EXERCISE AIM
When copying the data below, keep only the lines from the one with "Precision agriculture: the multispectral drone image is below." through the one with "back you can detect.", word for word, and skip the pictures.
=== SUPPLIED ENTRIES ===
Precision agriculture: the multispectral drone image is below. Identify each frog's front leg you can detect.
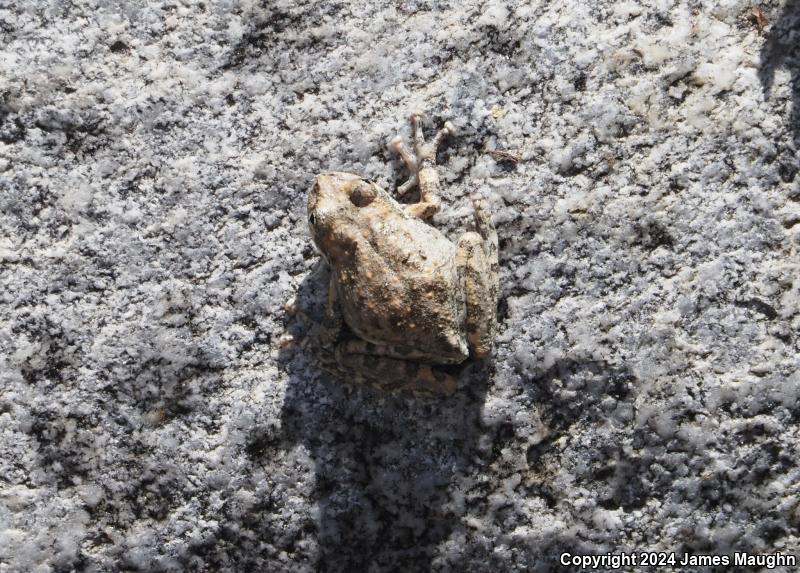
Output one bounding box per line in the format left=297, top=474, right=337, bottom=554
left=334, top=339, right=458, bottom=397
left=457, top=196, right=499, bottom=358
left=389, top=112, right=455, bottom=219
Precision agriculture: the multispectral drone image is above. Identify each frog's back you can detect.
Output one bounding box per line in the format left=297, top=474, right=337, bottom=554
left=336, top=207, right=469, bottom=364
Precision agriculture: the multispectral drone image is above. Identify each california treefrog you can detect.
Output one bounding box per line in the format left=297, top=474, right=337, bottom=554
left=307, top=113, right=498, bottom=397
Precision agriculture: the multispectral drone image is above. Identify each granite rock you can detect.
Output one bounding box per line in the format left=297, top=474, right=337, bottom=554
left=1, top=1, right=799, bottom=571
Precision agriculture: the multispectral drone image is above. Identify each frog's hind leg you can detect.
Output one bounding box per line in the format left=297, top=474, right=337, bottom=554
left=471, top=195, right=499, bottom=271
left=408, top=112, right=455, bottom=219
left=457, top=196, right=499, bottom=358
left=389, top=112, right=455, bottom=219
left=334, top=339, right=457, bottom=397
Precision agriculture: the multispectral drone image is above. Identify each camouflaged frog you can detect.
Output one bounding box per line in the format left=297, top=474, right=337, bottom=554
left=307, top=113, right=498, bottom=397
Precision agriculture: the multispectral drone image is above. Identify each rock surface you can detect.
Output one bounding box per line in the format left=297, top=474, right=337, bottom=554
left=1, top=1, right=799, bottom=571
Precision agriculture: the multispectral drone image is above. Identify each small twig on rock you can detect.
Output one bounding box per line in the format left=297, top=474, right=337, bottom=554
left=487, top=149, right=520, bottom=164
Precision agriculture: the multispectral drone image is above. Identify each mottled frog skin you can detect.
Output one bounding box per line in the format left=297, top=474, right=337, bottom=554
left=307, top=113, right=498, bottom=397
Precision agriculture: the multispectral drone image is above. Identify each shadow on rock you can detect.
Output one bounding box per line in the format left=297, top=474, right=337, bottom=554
===
=== SUPPLIED ENTRIES ===
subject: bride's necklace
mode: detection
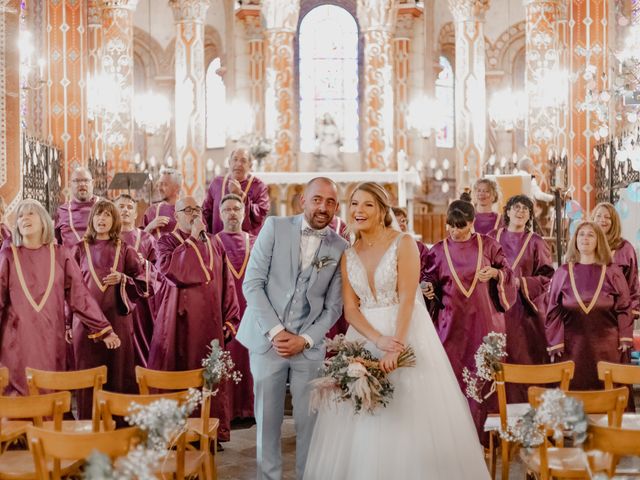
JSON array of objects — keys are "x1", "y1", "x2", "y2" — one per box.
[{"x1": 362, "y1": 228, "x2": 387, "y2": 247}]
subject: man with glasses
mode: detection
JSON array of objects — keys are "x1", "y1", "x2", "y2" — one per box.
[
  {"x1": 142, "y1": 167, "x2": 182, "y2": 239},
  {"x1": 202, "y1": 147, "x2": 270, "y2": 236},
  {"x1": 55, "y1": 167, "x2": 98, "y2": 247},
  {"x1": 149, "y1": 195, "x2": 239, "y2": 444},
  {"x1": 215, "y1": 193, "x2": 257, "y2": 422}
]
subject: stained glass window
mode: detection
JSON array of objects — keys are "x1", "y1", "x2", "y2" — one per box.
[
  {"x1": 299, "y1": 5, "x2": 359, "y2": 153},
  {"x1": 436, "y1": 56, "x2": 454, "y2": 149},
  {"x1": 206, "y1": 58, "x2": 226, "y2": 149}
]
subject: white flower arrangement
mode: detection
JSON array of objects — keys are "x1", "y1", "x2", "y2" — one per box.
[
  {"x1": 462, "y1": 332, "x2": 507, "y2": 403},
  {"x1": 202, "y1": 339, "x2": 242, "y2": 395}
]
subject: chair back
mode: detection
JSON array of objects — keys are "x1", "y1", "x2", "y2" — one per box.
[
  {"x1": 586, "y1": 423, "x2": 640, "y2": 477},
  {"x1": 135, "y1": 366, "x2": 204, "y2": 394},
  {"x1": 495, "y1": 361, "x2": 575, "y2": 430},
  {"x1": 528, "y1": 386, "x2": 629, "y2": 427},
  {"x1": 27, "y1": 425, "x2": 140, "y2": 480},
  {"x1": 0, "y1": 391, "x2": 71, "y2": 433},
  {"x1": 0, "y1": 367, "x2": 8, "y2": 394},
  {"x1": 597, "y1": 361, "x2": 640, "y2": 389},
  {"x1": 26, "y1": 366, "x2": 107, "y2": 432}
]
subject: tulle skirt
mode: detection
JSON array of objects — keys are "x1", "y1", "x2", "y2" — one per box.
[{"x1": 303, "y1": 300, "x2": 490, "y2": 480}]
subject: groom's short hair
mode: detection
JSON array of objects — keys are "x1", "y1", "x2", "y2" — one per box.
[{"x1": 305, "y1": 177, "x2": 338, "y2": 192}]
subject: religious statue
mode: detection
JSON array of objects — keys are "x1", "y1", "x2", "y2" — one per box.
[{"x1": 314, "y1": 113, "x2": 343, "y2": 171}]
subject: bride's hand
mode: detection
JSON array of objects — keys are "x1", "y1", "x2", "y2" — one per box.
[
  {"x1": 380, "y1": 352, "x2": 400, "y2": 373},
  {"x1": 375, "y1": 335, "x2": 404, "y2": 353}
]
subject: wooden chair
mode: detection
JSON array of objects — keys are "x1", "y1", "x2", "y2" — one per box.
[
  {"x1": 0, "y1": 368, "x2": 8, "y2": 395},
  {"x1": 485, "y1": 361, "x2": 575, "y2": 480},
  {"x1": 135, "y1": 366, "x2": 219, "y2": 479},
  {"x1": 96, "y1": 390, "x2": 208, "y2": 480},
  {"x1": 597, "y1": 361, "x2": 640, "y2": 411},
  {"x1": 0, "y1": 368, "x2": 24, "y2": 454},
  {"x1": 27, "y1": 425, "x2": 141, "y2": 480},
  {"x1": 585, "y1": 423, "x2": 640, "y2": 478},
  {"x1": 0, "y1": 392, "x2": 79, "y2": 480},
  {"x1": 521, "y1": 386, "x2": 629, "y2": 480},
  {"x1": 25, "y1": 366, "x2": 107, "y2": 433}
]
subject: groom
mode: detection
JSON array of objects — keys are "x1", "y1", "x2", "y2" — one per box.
===
SOLUTION FOR THIS PROBLEM
Precision agriculture: the multispectral drone image is below. Identify each frog's front leg you can detect.
Output one bounding box per line in the format left=297, top=474, right=337, bottom=554
left=334, top=339, right=458, bottom=397
left=457, top=196, right=499, bottom=358
left=389, top=112, right=455, bottom=219
Precision agriculture: the multispectral drone image is above. Identify each frog's back you can detect.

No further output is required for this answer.